> **Work required**:
Quote word for word the lines of the material below, from the line with "notation: point(376, 237)." to the line with "point(219, 73)", including both of those lines.

> **Excerpts from a pointing dataset**:
+ + +
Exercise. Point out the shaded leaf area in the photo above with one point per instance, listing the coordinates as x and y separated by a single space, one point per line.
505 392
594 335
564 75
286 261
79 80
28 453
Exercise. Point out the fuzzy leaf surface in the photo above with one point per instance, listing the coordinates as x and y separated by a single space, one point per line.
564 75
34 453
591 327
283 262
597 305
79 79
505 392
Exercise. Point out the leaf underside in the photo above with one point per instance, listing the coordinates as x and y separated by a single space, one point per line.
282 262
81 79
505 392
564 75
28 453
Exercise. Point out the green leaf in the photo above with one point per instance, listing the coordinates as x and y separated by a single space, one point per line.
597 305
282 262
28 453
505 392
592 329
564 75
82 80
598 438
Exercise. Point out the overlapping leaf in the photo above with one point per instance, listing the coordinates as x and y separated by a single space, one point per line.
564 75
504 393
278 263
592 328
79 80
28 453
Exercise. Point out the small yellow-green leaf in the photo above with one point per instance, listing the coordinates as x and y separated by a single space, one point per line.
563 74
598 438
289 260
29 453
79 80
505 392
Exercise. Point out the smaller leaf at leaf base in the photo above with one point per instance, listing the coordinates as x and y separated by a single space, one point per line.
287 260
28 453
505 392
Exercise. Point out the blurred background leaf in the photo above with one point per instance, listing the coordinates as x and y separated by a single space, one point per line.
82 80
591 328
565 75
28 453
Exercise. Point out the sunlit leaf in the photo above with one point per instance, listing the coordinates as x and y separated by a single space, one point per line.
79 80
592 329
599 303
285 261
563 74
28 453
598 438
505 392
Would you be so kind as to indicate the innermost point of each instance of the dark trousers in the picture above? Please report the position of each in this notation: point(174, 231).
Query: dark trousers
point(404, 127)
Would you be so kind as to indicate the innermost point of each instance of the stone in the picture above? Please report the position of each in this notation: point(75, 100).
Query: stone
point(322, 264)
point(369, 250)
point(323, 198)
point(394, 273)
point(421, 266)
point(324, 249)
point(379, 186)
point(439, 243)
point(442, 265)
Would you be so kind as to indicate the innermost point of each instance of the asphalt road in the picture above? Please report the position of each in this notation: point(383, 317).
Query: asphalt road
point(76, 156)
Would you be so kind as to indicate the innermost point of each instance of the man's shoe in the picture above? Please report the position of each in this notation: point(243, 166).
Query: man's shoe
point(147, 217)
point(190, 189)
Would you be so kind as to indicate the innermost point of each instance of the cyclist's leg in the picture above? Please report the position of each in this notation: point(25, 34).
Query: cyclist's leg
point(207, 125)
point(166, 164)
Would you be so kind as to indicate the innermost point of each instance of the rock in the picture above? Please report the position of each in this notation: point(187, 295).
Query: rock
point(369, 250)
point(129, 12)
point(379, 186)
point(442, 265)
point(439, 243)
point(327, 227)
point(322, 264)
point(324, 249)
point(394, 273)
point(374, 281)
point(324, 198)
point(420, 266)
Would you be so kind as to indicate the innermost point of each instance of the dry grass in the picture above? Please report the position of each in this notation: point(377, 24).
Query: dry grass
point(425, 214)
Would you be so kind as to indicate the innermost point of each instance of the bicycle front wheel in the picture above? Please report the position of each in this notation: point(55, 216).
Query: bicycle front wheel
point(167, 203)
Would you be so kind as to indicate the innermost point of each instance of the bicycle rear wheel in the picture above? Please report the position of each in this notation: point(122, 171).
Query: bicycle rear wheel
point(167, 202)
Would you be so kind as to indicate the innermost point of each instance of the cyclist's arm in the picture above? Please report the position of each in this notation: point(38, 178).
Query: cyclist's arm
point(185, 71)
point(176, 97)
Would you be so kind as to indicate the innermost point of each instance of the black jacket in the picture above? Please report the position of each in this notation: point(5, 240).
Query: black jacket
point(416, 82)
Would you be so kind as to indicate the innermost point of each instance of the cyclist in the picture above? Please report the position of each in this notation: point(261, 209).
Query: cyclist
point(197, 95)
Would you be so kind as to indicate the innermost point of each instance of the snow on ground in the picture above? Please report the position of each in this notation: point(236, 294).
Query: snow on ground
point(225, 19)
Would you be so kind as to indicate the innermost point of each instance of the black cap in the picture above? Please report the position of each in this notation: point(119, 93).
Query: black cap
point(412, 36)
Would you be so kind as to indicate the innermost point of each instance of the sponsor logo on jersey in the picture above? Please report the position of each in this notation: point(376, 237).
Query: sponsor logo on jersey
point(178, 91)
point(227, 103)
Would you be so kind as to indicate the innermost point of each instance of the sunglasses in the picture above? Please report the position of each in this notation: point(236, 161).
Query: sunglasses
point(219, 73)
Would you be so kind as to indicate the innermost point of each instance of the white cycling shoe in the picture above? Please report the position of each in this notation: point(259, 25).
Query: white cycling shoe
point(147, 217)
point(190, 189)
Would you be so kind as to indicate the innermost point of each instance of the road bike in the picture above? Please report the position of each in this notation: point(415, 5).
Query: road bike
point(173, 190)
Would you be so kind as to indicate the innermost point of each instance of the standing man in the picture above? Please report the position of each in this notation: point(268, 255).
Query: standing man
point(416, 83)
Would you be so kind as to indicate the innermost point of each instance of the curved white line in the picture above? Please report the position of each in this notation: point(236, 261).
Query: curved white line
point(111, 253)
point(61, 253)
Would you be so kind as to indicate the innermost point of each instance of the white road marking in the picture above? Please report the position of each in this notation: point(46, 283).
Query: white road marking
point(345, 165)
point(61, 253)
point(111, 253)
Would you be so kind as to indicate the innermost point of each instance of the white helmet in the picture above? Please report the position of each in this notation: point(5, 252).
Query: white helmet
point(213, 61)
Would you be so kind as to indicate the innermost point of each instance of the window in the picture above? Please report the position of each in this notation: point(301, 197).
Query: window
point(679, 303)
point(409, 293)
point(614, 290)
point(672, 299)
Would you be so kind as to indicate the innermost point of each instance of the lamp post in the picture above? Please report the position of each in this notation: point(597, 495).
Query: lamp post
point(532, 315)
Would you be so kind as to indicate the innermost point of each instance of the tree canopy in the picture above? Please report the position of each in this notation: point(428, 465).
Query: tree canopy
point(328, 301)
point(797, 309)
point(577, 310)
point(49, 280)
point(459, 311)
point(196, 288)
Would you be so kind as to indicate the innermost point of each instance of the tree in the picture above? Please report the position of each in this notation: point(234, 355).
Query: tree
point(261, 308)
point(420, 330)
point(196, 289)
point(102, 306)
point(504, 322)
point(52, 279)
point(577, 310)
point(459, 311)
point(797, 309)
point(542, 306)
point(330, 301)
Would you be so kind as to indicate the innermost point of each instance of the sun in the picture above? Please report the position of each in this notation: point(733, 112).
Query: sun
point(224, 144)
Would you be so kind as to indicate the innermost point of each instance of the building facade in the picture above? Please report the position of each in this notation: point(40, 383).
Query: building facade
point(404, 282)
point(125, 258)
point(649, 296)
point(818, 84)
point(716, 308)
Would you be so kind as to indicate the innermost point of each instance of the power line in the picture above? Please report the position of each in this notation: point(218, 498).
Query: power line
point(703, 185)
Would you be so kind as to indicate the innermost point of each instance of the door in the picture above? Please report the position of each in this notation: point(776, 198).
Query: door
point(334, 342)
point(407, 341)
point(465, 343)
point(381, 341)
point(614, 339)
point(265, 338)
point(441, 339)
+ + +
> **Problem solution**:
Would you be so kind as to indicate the innermost point of each instance of the sponsor logo on jersey in the picture above? Please report the position of each in this notation: point(376, 237).
Query: sponsor logo on jersey
point(178, 91)
point(227, 103)
Would you be so kind as to indicate the innermost point of each instance of the sunglasses in the picture above? Please report the position of each in this notation: point(236, 161).
Query: sunglasses
point(219, 73)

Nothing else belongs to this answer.